[Saved entries]
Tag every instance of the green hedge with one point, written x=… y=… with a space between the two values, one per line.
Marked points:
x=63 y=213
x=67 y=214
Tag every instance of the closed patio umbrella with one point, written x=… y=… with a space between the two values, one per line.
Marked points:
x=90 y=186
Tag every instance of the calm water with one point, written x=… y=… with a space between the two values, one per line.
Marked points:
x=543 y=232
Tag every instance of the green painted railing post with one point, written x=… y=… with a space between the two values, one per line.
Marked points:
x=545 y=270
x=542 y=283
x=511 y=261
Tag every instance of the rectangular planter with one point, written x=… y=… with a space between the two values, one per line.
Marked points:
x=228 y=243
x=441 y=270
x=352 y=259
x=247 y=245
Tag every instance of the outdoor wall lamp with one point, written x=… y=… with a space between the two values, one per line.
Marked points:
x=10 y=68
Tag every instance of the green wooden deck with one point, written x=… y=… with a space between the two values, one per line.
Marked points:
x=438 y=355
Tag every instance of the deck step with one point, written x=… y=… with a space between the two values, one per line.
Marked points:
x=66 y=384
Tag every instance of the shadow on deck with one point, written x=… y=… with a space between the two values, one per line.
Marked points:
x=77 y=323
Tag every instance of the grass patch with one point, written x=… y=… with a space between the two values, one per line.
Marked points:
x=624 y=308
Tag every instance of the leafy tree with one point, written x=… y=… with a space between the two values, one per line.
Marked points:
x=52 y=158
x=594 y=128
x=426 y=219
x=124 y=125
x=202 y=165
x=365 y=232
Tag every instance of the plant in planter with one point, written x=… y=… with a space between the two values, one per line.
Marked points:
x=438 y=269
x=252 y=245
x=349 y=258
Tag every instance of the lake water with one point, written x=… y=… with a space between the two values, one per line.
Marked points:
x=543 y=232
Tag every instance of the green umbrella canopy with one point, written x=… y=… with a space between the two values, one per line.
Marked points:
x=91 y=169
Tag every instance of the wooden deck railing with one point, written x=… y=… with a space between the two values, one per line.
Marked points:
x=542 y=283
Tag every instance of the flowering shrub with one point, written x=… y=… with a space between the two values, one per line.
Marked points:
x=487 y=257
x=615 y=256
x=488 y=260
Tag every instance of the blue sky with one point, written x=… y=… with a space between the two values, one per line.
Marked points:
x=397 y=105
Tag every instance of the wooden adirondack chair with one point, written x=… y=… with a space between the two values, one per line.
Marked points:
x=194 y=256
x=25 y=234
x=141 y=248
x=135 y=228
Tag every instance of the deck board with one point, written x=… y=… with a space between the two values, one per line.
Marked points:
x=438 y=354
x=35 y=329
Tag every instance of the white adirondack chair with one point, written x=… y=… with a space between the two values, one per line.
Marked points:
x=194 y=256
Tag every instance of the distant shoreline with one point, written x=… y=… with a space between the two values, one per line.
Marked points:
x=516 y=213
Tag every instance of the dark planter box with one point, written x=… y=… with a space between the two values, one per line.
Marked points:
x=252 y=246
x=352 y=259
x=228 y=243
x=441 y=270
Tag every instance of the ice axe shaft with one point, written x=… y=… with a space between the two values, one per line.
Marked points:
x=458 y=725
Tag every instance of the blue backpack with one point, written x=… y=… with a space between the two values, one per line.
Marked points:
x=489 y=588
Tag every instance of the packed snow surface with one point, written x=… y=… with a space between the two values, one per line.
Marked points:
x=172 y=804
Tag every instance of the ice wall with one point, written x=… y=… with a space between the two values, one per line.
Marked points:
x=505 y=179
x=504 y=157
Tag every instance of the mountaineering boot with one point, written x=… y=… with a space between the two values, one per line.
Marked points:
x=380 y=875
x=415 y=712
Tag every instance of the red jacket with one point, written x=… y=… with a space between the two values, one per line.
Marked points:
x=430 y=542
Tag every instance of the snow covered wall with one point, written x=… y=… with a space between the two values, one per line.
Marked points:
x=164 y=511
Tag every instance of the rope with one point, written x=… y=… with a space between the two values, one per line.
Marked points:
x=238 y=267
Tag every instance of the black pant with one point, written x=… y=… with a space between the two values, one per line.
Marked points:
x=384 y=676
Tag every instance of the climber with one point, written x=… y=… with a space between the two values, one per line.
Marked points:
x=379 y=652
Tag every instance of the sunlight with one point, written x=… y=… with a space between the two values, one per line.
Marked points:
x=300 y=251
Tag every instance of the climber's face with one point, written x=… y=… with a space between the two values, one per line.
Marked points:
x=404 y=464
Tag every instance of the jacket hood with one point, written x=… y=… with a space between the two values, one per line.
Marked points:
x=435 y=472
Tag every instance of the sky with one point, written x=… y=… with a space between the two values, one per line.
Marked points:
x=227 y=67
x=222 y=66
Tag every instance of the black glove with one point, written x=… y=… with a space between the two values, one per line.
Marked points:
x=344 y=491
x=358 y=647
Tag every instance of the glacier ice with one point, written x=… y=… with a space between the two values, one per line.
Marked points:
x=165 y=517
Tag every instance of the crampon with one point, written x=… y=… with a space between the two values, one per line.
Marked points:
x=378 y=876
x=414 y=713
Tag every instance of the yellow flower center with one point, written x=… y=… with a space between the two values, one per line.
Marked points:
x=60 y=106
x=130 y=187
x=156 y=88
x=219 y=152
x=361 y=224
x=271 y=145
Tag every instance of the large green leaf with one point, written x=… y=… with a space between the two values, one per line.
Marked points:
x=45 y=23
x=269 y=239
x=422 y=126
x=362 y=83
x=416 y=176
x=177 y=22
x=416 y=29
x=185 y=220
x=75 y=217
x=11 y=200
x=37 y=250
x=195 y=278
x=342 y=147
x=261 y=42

* [WHAT IS REQUIRED] Every record above is to be copied exactly.

* [RESULT BELOW]
Tag every instance of the green hedge with one point, written x=… y=… with a space between the two values, one per line.
Marked points:
x=63 y=213
x=67 y=214
Tag every instance of the closed patio umbrella with one point, written x=… y=… with a space between the two values, one per line.
Marked points:
x=90 y=186
Tag every instance of the calm water with one point, written x=… y=… with a space between the two values, one per line.
Marked points:
x=543 y=232
Tag every instance of the green painted railing post with one point, written x=… y=… with a space between the two values, one per line.
Marked points:
x=545 y=270
x=542 y=283
x=511 y=261
Tag every instance of the rectangular planter with one point, written x=… y=… with a space between the two values, one per line.
Marked points:
x=228 y=243
x=441 y=270
x=352 y=259
x=247 y=245
Tag every instance of the outdoor wall lamp with one point, written x=… y=… with a space between the two values, one per line.
Marked points:
x=10 y=68
Tag every instance of the green wooden deck with one point, written x=… y=… with a space between the two values, one per line.
Marked points:
x=438 y=355
Tag every instance of the deck step with one point, written x=… y=… with a space between the two values, one per line.
Marked points:
x=66 y=384
Tag every instance of the shadow on deck with one point, written x=… y=… with a space between the two values, one per line.
Marked points:
x=77 y=323
Tag every instance of the grass patch with one point, written x=… y=… with a space between the two values, one per line.
Marked points:
x=624 y=308
Tag every instance of the leafy tree with one point, written x=… y=… with a space between the two values, one per line.
Marked points:
x=52 y=158
x=594 y=128
x=426 y=219
x=124 y=125
x=202 y=165
x=365 y=232
Tag every instance of the plant in planter with one point, written x=… y=… with a space between the two values, one per line.
Marked points:
x=438 y=269
x=252 y=245
x=349 y=258
Tag every instance of the lake water with one point, written x=… y=… with a space between the two values, one per line.
Marked points:
x=543 y=232
Tag every instance of the green umbrella canopy with one point, written x=… y=… with a space between the two values, one per line.
Marked points:
x=91 y=169
Tag every instance of the wooden deck railing with one point, written x=… y=… with a space between the two values, one per line.
Marked points:
x=542 y=283
Tag every instance of the flowering shrub with one point, written x=… y=… with a space between the two values, one per line.
Marked points:
x=487 y=257
x=615 y=256
x=488 y=260
Tag every instance of the blue sky with one point, written x=… y=… with a space between the two values, one per line.
Marked points:
x=397 y=105
Tag every instance of the wooden adirondack chair with one point, written x=… y=… with a space between the two values, one per line.
Marked points:
x=194 y=256
x=25 y=234
x=141 y=248
x=135 y=228
Tag every instance of the deck board with one point, written x=… y=… with a space between the two values, one per line.
Marked points:
x=438 y=354
x=35 y=329
Tag every instance of the white adirondack chair with one point, written x=… y=… with a space between the two values, one per line.
Marked points:
x=194 y=256
Tag every instance of the distant shoreline with one point, written x=… y=… with a space between the two values, one per line.
Marked points:
x=516 y=213
Tag every instance of the dark planter box with one point, written x=… y=… with a space between the two values, one per line.
Marked points:
x=252 y=246
x=352 y=259
x=228 y=243
x=441 y=270
Tag every instance of the ice axe shaft with one point, written x=… y=… with a space between the two values, one per line.
Marked points:
x=458 y=725
Tag every instance of the blue backpack with one point, written x=… y=… with a space between the two values, one per line.
Marked points:
x=489 y=588
Tag every instance of the packed snow surface with one point, written x=… y=… with a space between the two values, one per line.
Marked points:
x=172 y=804
Tag every instance of the ice wall with one point, written x=… y=… with a space between the two values, one per line.
Marked points:
x=505 y=179
x=504 y=157
Tag every instance of the mountaineering boot with one point, written x=… y=… with a space between the two values, one per line.
Marked points:
x=380 y=875
x=415 y=712
Tag every instance of the red jacket with one point, written x=… y=… with a space between the two values, one per line.
Marked points:
x=430 y=542
Tag every instance of the snow covered wall with one point, written x=… y=… with a space between the two values, one per line.
Marked points:
x=164 y=511
Tag every instance of the rope with one point, written x=… y=… with a space between the two values, one per line.
Marked points:
x=238 y=267
Tag every instance of the black pant with one point, written x=… y=… with a space between the two values, one per line.
Marked points:
x=384 y=676
Tag every instance of the climber with one point, written x=… y=… with a space between the two values, one per line.
Marked points:
x=379 y=652
Tag every instance of the sunlight with one point, written x=… y=… with a space between the two values, one per line.
Marked points:
x=300 y=251
Tag every instance of the climber's face with one point, written x=… y=… with a space between the two values, one per line.
Marked points:
x=404 y=464
Tag every instance of the jacket hood with one point, written x=… y=… with a space between the two values, one per line.
Marked points:
x=435 y=472
Tag every instance of the sky with one point, written x=… y=… with a space between the two values, one per line.
Marked points:
x=227 y=67
x=222 y=66
Tag every instance of the black glove with one point, written x=… y=… with a space between the two values, one per line.
Marked points:
x=344 y=491
x=358 y=647
Tag every instance of the glacier ice with one point, written x=… y=… with a space between the two values, one per line.
Marked points:
x=165 y=517
Tag every instance of the crampon with one point, written x=… y=… with a space between the two values, one per line.
Marked points:
x=378 y=876
x=414 y=713
Tag every instance of the yellow flower center with one point, written x=… y=… with a space between the two values, one per line.
Marked points:
x=60 y=106
x=130 y=187
x=156 y=88
x=219 y=152
x=361 y=224
x=271 y=145
Tag every instance of the large green leaf with one point, written x=… y=… with a space between the two values, one per line.
Marked points:
x=45 y=23
x=269 y=239
x=422 y=126
x=362 y=83
x=416 y=176
x=177 y=22
x=416 y=29
x=185 y=220
x=75 y=217
x=11 y=200
x=37 y=250
x=195 y=278
x=342 y=147
x=261 y=42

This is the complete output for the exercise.